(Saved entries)
--*--

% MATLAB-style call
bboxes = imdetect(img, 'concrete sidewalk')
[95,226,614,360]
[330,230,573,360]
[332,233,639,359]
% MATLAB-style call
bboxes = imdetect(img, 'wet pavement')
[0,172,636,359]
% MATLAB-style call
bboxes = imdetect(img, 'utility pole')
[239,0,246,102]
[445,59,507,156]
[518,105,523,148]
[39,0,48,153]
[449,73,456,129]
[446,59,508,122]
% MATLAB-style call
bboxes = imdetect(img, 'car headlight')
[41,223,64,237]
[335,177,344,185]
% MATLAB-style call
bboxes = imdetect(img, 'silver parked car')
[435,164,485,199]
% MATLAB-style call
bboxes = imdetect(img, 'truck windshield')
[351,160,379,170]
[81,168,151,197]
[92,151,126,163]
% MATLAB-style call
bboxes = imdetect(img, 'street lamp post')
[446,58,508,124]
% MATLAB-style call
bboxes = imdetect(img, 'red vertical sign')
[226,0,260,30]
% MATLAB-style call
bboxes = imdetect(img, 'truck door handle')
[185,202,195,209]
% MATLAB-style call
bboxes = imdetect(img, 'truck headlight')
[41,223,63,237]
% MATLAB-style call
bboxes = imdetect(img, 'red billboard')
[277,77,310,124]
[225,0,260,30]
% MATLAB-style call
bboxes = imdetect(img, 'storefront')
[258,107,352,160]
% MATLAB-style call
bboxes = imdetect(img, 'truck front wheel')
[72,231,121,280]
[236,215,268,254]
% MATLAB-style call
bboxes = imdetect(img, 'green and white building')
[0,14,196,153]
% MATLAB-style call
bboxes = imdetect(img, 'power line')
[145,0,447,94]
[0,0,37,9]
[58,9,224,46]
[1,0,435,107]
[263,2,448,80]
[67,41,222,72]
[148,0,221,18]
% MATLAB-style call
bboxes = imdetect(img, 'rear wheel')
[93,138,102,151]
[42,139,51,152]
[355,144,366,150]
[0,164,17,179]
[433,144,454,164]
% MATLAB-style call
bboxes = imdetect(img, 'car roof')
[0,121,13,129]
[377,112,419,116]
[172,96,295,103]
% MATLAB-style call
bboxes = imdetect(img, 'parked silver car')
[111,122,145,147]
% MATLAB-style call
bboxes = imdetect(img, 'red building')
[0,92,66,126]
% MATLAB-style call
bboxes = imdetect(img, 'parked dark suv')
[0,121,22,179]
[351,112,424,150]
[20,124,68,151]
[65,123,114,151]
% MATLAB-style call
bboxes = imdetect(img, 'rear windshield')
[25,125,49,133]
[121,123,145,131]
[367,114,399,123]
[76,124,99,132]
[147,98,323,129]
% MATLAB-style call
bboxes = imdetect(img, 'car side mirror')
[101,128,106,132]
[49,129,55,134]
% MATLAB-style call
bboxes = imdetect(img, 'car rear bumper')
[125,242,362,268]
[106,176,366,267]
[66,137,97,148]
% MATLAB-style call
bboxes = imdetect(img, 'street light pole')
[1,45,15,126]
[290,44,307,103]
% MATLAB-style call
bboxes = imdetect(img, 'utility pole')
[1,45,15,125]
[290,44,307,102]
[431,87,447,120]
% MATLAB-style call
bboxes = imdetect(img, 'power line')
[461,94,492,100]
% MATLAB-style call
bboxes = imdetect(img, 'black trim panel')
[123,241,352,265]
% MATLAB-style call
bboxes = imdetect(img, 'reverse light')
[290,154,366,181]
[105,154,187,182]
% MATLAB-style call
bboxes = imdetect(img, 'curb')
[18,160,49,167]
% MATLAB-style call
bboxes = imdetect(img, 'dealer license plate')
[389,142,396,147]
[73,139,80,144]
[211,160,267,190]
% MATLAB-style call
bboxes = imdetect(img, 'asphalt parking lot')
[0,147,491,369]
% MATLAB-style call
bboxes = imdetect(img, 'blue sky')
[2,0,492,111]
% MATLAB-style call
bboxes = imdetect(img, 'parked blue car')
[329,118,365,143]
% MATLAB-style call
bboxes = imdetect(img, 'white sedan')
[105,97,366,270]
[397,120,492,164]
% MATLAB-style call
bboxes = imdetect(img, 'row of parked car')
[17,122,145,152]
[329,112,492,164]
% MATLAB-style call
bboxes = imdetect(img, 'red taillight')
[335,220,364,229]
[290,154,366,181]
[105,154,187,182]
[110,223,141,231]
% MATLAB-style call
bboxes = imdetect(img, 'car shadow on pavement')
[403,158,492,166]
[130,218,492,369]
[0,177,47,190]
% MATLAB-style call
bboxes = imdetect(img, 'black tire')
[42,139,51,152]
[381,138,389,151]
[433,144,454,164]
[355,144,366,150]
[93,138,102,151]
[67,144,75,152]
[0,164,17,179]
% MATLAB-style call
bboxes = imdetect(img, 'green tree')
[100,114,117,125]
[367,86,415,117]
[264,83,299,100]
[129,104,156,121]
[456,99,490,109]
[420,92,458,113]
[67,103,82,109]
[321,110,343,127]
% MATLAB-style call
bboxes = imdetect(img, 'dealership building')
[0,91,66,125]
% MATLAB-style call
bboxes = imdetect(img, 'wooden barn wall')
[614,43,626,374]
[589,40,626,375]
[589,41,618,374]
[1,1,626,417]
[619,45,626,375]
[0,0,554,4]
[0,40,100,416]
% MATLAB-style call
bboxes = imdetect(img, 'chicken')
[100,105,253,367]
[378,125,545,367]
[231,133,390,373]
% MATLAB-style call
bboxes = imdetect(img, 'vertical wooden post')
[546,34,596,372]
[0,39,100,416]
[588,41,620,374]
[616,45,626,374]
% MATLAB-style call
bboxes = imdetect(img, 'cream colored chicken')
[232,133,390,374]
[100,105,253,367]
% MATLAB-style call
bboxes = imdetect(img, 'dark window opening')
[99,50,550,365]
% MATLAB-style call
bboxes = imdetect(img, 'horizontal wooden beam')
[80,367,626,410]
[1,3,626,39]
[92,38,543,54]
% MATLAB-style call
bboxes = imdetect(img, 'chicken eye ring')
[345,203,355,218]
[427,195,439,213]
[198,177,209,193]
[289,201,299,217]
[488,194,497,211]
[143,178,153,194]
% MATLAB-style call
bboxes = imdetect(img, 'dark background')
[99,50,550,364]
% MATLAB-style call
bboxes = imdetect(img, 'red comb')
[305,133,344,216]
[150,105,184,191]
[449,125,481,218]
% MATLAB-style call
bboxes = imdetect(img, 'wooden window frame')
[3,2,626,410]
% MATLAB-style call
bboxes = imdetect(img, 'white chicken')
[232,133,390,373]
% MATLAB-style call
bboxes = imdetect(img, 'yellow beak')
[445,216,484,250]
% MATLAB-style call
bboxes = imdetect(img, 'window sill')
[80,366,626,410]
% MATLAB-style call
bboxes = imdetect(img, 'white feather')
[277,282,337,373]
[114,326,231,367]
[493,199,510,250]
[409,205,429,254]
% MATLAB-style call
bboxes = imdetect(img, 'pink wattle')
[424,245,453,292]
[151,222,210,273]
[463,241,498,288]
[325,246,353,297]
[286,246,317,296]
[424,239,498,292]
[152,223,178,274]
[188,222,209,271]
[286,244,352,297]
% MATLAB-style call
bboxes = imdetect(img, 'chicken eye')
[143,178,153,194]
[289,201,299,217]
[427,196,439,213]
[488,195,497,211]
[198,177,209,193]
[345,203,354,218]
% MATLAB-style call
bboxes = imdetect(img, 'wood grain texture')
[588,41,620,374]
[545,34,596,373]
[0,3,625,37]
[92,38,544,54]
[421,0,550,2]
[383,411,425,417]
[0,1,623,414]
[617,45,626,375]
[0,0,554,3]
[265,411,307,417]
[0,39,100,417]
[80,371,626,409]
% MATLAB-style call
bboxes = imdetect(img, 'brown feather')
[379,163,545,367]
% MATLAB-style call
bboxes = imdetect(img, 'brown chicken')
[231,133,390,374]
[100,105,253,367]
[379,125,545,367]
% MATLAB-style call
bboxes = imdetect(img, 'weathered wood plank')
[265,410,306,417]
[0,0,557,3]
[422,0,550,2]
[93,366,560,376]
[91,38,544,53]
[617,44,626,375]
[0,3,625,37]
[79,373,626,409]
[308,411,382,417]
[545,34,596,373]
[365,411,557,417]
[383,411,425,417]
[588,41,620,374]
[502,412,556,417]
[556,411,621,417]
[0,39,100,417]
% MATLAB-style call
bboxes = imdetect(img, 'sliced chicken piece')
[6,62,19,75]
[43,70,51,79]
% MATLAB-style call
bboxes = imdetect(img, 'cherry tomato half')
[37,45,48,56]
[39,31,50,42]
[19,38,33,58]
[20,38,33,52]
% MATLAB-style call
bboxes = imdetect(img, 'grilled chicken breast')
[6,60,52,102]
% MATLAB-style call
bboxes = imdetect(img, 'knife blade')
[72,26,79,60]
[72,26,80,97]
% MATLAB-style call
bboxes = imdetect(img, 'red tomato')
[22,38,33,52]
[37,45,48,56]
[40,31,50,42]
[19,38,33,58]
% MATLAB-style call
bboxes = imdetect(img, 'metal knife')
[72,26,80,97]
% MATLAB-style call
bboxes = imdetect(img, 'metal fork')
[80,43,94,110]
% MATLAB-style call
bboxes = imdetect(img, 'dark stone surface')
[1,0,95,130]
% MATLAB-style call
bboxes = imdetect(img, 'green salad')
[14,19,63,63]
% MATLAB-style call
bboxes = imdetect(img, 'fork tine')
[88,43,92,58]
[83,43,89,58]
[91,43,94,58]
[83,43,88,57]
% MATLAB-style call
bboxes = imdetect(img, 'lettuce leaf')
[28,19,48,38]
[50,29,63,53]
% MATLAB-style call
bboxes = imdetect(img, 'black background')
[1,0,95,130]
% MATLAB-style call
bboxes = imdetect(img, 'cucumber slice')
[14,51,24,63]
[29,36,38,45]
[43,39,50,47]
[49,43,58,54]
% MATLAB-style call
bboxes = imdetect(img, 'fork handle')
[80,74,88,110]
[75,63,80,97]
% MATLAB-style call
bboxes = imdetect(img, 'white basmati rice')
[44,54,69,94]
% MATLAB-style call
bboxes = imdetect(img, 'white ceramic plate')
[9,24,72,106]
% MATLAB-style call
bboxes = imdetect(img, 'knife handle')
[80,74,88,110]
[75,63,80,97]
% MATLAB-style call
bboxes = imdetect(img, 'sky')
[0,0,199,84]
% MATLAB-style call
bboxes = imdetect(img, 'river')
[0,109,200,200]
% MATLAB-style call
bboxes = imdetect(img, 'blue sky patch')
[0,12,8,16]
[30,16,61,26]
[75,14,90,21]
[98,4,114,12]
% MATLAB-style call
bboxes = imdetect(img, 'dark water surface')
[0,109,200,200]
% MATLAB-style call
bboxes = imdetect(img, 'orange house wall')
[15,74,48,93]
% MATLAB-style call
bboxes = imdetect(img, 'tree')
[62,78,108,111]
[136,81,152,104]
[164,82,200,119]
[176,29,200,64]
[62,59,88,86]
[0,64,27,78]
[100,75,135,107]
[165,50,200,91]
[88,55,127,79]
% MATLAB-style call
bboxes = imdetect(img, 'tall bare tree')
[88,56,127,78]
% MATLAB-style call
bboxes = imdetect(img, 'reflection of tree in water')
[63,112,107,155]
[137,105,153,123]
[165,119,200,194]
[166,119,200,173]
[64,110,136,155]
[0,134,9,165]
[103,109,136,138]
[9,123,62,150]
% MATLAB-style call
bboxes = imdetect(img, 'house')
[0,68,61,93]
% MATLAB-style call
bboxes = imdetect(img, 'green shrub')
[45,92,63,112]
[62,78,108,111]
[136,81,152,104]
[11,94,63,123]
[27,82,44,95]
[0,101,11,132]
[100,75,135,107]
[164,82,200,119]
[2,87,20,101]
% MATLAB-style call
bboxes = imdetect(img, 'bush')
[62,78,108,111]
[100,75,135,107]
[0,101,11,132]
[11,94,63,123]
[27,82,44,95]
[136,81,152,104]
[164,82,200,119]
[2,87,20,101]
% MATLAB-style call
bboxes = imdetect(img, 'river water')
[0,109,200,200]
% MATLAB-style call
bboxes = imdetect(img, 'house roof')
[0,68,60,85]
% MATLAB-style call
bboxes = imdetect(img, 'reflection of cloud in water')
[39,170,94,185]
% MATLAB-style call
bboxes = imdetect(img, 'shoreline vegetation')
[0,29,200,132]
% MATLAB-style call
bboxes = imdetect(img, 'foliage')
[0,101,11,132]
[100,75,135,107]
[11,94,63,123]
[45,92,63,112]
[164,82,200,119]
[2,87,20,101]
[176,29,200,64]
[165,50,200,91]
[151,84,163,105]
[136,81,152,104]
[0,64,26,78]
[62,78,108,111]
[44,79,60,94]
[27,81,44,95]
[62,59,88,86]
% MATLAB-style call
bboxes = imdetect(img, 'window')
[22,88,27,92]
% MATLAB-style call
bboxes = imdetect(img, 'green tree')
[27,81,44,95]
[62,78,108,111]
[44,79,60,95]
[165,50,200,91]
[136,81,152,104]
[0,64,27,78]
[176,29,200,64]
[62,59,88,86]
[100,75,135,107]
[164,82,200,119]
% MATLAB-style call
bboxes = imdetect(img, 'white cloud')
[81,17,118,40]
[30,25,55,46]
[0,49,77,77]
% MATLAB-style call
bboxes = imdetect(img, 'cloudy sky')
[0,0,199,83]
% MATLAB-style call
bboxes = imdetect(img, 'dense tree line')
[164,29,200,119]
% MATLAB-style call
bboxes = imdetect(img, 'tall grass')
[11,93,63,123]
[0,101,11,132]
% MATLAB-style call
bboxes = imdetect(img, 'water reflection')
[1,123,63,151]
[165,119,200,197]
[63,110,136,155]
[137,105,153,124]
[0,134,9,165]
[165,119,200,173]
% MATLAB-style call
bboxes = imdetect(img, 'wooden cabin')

--*--

• [Directions]
Only the lines from the one with "bboxes = imdetect(img, 'cloudy sky')" through the end of the data should be printed, each exactly as it appears.

• [Exercise answer]
bboxes = imdetect(img, 'cloudy sky')
[0,0,199,83]
% MATLAB-style call
bboxes = imdetect(img, 'dense tree line')
[164,29,200,119]
% MATLAB-style call
bboxes = imdetect(img, 'tall grass')
[11,93,63,123]
[0,101,11,132]
% MATLAB-style call
bboxes = imdetect(img, 'water reflection')
[1,123,63,151]
[165,119,200,197]
[63,110,136,155]
[137,105,153,124]
[0,134,9,165]
[165,119,200,173]
% MATLAB-style call
bboxes = imdetect(img, 'wooden cabin')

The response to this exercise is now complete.